## Begin

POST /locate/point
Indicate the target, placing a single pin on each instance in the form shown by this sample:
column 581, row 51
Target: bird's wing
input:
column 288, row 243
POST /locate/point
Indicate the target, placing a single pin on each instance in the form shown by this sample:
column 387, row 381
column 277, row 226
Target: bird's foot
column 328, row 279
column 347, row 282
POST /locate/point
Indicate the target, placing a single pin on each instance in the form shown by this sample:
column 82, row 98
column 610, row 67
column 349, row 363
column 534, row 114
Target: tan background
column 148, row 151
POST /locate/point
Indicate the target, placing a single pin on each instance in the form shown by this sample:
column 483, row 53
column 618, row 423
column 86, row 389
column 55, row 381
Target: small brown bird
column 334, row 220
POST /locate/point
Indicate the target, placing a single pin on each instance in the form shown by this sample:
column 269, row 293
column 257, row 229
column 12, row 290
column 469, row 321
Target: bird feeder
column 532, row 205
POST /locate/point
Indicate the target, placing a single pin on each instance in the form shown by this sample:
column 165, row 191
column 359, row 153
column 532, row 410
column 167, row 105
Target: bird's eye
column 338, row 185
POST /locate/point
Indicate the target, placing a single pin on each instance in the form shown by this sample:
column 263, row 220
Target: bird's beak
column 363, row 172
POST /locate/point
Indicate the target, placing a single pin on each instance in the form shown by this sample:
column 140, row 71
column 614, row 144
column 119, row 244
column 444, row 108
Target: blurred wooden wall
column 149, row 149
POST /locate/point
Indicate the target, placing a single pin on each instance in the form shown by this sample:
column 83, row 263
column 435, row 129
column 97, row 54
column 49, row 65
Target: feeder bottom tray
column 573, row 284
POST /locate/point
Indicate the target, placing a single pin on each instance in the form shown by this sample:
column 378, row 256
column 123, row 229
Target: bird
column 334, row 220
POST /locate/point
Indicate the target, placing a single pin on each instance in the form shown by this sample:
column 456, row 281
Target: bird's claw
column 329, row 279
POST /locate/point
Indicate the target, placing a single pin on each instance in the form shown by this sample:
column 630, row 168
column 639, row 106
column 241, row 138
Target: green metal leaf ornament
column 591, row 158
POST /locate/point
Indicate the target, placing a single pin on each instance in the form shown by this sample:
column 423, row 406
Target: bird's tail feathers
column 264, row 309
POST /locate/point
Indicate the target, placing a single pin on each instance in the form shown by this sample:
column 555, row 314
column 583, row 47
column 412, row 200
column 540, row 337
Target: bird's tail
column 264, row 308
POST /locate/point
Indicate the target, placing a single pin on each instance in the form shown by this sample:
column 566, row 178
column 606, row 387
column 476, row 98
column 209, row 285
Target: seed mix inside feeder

## End

OBJECTIVE →
Each line of the material should be echoed exactly.

OUTPUT BELOW →
POST /locate/point
Indicate the target, placing a single pin on each instance in the form shown by this sample:
column 581, row 51
Target: bird's wing
input:
column 288, row 243
POST /locate/point
Indicate the target, placing a single pin on each instance in the form shown by this sample:
column 387, row 381
column 277, row 226
Target: bird's foot
column 328, row 279
column 347, row 282
POST /locate/point
Indicate the target, placing a single pin on each instance in the form shown by this sample:
column 82, row 98
column 610, row 67
column 349, row 363
column 534, row 114
Target: tan background
column 148, row 151
POST /locate/point
Indicate the target, placing a single pin on each instance in the form shown by this sample:
column 483, row 53
column 618, row 423
column 86, row 389
column 55, row 381
Target: small brown bird
column 334, row 220
POST /locate/point
Indicate the target, placing a single pin on each instance in the form shown by this sample:
column 269, row 293
column 257, row 229
column 12, row 290
column 469, row 321
Target: bird feeder
column 532, row 205
POST /locate/point
Indicate the target, placing a single pin on each instance in the form shown by this sample:
column 165, row 191
column 359, row 153
column 532, row 410
column 167, row 105
Target: bird's eye
column 338, row 185
POST /locate/point
Indicate the target, placing a single pin on each instance in the form shown by this sample:
column 263, row 220
Target: bird's beak
column 363, row 172
POST /locate/point
Indicate the target, placing a single pin on each instance in the form shown by this sample:
column 140, row 71
column 614, row 144
column 119, row 244
column 444, row 108
Target: blurred wooden wall
column 149, row 149
POST /locate/point
Indicate the target, placing a single pin on each instance in the form shown by this sample:
column 83, row 263
column 435, row 129
column 97, row 54
column 49, row 65
Target: feeder bottom tray
column 573, row 284
POST /locate/point
Indicate the target, placing a single pin on each instance in the form shown by this sample:
column 378, row 256
column 123, row 229
Target: bird
column 334, row 220
POST /locate/point
Indicate the target, placing a single pin on each instance in the form shown by this sample:
column 456, row 281
Target: bird's claw
column 329, row 279
POST /locate/point
Indicate the target, placing a single pin on each instance in the form shown by this sample:
column 630, row 168
column 639, row 106
column 241, row 138
Target: green metal leaf ornament
column 591, row 158
POST /locate/point
Indicate the target, placing a single pin on each instance in the form shown by this sample:
column 423, row 406
Target: bird's tail feathers
column 264, row 309
POST /locate/point
Indicate the target, placing a single pin on each instance in the form shown by this sample:
column 555, row 314
column 583, row 47
column 412, row 200
column 540, row 337
Target: bird's tail
column 264, row 308
POST /locate/point
Indicate the target, placing a single pin on each instance in the form shown by this sample:
column 566, row 178
column 606, row 387
column 476, row 98
column 209, row 285
Target: seed mix inside feeder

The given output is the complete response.